--- START DATA ROWS ---
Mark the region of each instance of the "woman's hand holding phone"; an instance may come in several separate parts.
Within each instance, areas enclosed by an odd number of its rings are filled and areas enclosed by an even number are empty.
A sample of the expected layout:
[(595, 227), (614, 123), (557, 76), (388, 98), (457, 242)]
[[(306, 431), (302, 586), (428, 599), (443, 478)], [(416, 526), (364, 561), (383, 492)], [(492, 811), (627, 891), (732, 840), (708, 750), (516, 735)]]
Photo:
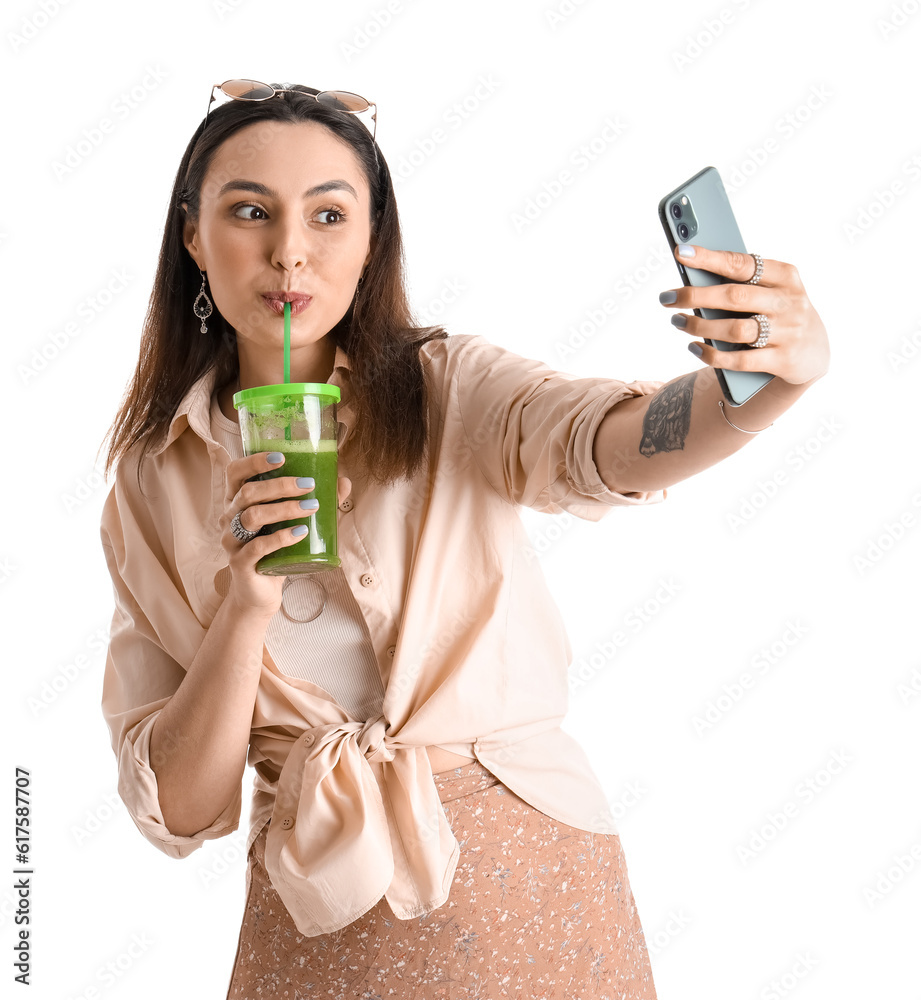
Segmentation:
--- END DATA ROWS ---
Could you reproduce the entries above word for word, leaving the picture out of your answer?

Mark the region of each instance of the "woman's hand holding phone"; an instance may come in several separate parts.
Within each instance, areas enclosed by an odd number of its rings are filled and areas enclosed by an even number are empty.
A sample of the expected layout:
[(595, 227), (614, 123), (557, 76), (388, 98), (457, 242)]
[[(306, 431), (302, 586), (428, 599), (443, 478)], [(416, 526), (364, 561), (383, 492)], [(492, 811), (627, 891), (732, 840), (708, 750), (516, 735)]]
Photo:
Segmentation:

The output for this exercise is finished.